Exercise data:

## START

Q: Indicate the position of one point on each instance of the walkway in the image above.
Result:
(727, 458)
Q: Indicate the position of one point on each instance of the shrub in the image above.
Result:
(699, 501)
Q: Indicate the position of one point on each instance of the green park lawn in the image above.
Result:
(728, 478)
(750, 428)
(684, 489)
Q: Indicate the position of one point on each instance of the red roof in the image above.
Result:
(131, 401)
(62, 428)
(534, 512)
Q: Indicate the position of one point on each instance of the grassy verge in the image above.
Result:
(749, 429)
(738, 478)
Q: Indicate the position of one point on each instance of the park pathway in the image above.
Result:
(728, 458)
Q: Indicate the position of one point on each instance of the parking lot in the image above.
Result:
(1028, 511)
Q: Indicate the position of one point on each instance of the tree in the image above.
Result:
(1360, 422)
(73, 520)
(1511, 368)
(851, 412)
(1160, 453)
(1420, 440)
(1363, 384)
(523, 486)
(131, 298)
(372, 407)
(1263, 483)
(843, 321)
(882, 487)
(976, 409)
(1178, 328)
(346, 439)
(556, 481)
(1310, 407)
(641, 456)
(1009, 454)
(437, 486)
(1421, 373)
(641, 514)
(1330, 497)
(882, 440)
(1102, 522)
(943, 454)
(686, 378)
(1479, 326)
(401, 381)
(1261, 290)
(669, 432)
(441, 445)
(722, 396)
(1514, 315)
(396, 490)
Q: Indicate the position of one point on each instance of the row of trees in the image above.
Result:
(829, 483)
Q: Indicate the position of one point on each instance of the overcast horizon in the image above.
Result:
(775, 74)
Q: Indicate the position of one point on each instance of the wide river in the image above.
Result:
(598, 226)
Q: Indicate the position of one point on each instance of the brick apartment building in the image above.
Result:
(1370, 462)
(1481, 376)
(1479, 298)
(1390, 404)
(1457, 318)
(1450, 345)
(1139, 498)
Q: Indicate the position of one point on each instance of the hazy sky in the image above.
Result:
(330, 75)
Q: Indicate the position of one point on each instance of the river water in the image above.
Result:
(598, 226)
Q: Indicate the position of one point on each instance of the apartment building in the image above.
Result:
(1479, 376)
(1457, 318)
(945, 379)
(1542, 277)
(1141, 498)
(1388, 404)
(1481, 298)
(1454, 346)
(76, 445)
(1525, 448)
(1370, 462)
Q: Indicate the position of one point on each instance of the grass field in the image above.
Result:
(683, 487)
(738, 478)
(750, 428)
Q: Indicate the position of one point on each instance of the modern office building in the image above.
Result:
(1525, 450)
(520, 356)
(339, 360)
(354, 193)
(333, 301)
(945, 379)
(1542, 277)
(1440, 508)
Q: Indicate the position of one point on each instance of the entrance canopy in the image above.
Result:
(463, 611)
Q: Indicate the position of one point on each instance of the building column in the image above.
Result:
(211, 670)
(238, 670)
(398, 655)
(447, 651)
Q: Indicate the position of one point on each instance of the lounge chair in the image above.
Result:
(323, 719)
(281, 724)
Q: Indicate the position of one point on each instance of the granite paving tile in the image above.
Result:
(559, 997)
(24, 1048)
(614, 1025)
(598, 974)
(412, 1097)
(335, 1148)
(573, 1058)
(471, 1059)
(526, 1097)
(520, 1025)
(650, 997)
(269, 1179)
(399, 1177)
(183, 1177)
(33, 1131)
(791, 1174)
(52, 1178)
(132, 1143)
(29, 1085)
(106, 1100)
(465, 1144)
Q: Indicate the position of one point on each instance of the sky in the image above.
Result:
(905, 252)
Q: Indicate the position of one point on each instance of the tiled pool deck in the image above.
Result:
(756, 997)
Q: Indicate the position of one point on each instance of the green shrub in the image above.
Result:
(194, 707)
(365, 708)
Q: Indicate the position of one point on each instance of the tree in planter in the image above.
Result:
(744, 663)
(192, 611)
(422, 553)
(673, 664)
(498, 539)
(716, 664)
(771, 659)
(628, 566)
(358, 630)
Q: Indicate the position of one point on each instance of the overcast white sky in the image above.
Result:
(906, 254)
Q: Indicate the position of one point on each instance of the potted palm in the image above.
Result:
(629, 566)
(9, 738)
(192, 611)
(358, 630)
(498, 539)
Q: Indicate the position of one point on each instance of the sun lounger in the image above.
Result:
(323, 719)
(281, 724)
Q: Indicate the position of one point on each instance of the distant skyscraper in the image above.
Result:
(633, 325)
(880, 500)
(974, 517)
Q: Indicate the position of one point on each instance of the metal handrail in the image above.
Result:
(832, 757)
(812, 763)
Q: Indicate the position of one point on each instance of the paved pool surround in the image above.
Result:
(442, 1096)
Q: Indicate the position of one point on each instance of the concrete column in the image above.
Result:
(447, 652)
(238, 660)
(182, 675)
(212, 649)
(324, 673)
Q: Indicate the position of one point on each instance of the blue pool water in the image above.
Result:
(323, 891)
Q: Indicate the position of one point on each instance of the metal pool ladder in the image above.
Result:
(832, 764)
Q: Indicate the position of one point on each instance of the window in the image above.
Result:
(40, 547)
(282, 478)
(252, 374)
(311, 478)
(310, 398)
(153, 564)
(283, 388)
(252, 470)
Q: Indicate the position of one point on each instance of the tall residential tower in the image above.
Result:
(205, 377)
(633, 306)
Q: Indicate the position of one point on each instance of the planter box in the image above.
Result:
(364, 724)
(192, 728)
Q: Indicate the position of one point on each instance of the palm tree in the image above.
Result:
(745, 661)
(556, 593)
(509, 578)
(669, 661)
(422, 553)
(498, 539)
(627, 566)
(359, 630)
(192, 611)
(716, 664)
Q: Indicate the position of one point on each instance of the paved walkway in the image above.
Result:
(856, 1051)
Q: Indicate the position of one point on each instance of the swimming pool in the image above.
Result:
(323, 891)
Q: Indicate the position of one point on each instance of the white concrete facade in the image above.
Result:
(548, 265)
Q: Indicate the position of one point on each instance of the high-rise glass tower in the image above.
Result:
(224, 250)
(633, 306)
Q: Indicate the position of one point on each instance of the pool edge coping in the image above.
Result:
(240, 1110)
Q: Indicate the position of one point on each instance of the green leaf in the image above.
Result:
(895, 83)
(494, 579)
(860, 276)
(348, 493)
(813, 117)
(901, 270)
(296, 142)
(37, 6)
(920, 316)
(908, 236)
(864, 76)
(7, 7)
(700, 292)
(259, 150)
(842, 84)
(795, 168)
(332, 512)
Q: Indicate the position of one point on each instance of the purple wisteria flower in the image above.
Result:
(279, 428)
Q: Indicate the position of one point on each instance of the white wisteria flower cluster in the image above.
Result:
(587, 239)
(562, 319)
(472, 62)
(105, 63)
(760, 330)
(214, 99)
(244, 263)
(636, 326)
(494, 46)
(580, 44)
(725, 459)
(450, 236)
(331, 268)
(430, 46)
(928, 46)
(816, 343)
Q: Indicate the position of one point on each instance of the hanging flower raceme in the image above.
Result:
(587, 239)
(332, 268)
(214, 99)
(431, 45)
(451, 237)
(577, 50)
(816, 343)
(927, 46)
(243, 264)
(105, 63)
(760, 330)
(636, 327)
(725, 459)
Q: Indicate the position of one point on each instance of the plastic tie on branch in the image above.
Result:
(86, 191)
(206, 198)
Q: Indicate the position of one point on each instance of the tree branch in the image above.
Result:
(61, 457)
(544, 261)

## END

Problem:
Reproduce all of the items above, substituting "Mark" for every occurrence of "Indicate" and leaving everything else unchanged.

Full output:
Q: Mark the position of one point on each instance of the walkway in the image above.
Result:
(727, 458)
Q: Mark the position of one point on each instance of the shrub in the image above.
Result:
(699, 501)
Q: Mark the position of one point on each instance of the green park lawn in the image above.
Result:
(728, 478)
(750, 428)
(684, 489)
Q: Mark the position of one point on each instance of the red roof in the image above.
Result:
(131, 401)
(62, 428)
(534, 512)
Q: Mark the position of one point on each instance of the grassy verge in the image above.
Result:
(749, 429)
(738, 478)
Q: Mark the position of one point on each instance of the park pathway in the image above.
Result:
(728, 458)
Q: Mark the position of one point on each instance of the parking lot in the image above.
Result:
(1028, 511)
Q: Mark the position of one point on each instance of the tree in the image above.
Result:
(1360, 422)
(73, 520)
(1511, 368)
(851, 412)
(1160, 453)
(1420, 440)
(1363, 384)
(523, 486)
(131, 298)
(372, 407)
(1263, 483)
(843, 321)
(882, 487)
(976, 409)
(1178, 328)
(346, 439)
(556, 481)
(1310, 407)
(641, 456)
(1009, 454)
(437, 486)
(1421, 373)
(641, 514)
(1330, 497)
(882, 440)
(1102, 522)
(943, 454)
(686, 378)
(1479, 326)
(401, 381)
(1261, 290)
(669, 432)
(441, 445)
(722, 396)
(1514, 315)
(396, 490)
Q: Mark the position of one point on each instance of the row of trees in the image above.
Result:
(829, 483)
Q: Mark the position of one point on each instance of the overcast horizon in the image above.
Result:
(775, 74)
Q: Mark the position of one point on each instance of the wide river in the image above.
Result:
(598, 226)
Q: Mark the position of one point on each instance of the brick apartment building in the image above.
Result:
(1370, 462)
(1481, 376)
(1479, 298)
(1390, 404)
(1457, 318)
(1450, 345)
(1139, 498)
Q: Mark the position of one point on each instance of the hazy sky in the image above.
Result:
(330, 75)
Q: Mark the position of one point on each instance of the river water in the image above.
Result:
(598, 226)
Q: Mark the position of one point on each instance of the apartment building in the image above.
Result:
(1479, 376)
(1457, 318)
(945, 379)
(1542, 277)
(1141, 498)
(1388, 404)
(1481, 298)
(1454, 346)
(76, 445)
(1525, 448)
(1370, 462)
Q: Mark the position of one point on each instance of the grass field in the image above.
Result:
(683, 487)
(738, 478)
(750, 428)
Q: Mark the position of one point on each instance of the modern office building in the image above.
Result:
(1525, 450)
(520, 356)
(339, 360)
(354, 193)
(333, 301)
(945, 379)
(1542, 277)
(1440, 508)
Q: Mark the position of one point on each instance of the entrance canopy in the image above.
Result:
(463, 611)
Q: Mark the position of one point on each instance of the building column in the image above.
Result:
(211, 670)
(238, 670)
(398, 655)
(447, 651)
Q: Mark the position of one point on each instance of the lounge chair in the image above.
Result:
(323, 719)
(281, 724)
Q: Mark the position of one point on each instance of the granite paving tile in the image above.
Result:
(559, 997)
(24, 1048)
(614, 1025)
(598, 974)
(412, 1097)
(335, 1148)
(573, 1058)
(471, 1059)
(526, 1097)
(520, 1025)
(650, 997)
(269, 1179)
(399, 1177)
(183, 1177)
(33, 1131)
(791, 1174)
(52, 1178)
(132, 1143)
(29, 1085)
(106, 1100)
(465, 1144)
Q: Mark the position of one point on each instance of the sky in the image above.
Result:
(905, 252)
Q: Mark the position of one point on each instance of the tiled pool deck in the image above.
Result:
(756, 997)
Q: Mark the position of one point on each instance of the green shrub in the image above.
Result:
(194, 707)
(365, 708)
Q: Mark the position of one point on each instance of the tree in planter in the image above.
Result:
(744, 663)
(192, 611)
(422, 553)
(673, 664)
(498, 539)
(716, 664)
(771, 659)
(628, 566)
(358, 630)
Q: Mark the position of one point on each instance of the overcast white sky in the image above.
Result:
(906, 254)
Q: Mark the position of one point on each instance of the potted palm in the image above.
Result:
(629, 566)
(9, 738)
(192, 611)
(358, 630)
(498, 539)
Q: Mark the position of one point on each instance of the sun lounger in the image above.
Result:
(323, 719)
(281, 724)
Q: Mark the position of one point on each instance of the distant skyscraper in the image above.
Result:
(633, 325)
(880, 500)
(974, 517)
Q: Mark the position of one point on each instance of the metal handrail in the image above.
Result:
(832, 757)
(812, 763)
Q: Mark the position of one point on each instance of the paved pool surround in the image above.
Result:
(442, 1096)
Q: Mark the position of one point on each instance of the concrete column in the image above.
Result:
(447, 652)
(238, 660)
(182, 675)
(212, 649)
(324, 673)
Q: Mark the position of one point on each instance of the blue pool water in the image above.
Result:
(323, 891)
Q: Mark the position of one point on each instance of the metal pool ladder in the image above.
Result:
(832, 764)
Q: Mark the position of one point on each instance of the window in the image above.
Result:
(40, 547)
(282, 478)
(252, 374)
(311, 478)
(310, 398)
(153, 564)
(283, 388)
(252, 470)
Q: Mark the position of one point on each instance of the tall residential tower in the image above.
Result:
(205, 377)
(633, 306)
Q: Mark the position of one point on each instance of the planter box in the image above.
Result:
(364, 724)
(192, 728)
Q: Mark the position of one point on each instance of the palm tree in the image above.
Result:
(745, 661)
(556, 593)
(509, 578)
(669, 661)
(422, 553)
(498, 539)
(627, 566)
(359, 630)
(192, 611)
(716, 664)
Q: Mark the position of one point on each instance of the paved walkway in the image above.
Result:
(856, 1051)
Q: Mark the position of one point on each instance of the swimming pool in the image above.
Result:
(323, 891)
Q: Mark the position of one point on each instance of the white concrete facade in the image above.
Result:
(548, 265)
Q: Mark the position of one point on each instance of the high-rise glass tower in the image above.
Result:
(224, 250)
(633, 306)
Q: Mark the position of one point on each instance of the pool edge coping in the image above.
Result:
(240, 1110)
Q: Mark the position of one point on each instance of the green leaf in the image above.
Result:
(895, 83)
(494, 579)
(860, 276)
(348, 493)
(813, 117)
(901, 270)
(296, 142)
(37, 6)
(920, 316)
(908, 236)
(864, 76)
(7, 7)
(700, 292)
(259, 150)
(842, 84)
(795, 168)
(332, 512)
Q: Mark the position of one point on each instance of the purple wisteria flower in the image above.
Result:
(279, 428)
Q: Mark the position of one point on each instance of the white wisteria flower cluster in the image above.
Result:
(587, 239)
(562, 319)
(472, 62)
(105, 63)
(760, 330)
(214, 99)
(244, 263)
(636, 326)
(494, 46)
(580, 44)
(725, 459)
(450, 236)
(331, 268)
(430, 46)
(928, 46)
(816, 343)
Q: Mark the position of one point on each instance of the hanging flower raceme in the image above.
Result:
(587, 239)
(332, 268)
(214, 99)
(431, 45)
(451, 237)
(577, 50)
(816, 343)
(927, 46)
(243, 264)
(105, 63)
(760, 330)
(636, 327)
(725, 459)
Q: Mark the position of one point on each instance of the plastic tie on branch in the image above.
Result:
(86, 191)
(206, 198)
Q: Mark the position of one point on each instance of the tree branch in the image above.
Result:
(61, 457)
(544, 261)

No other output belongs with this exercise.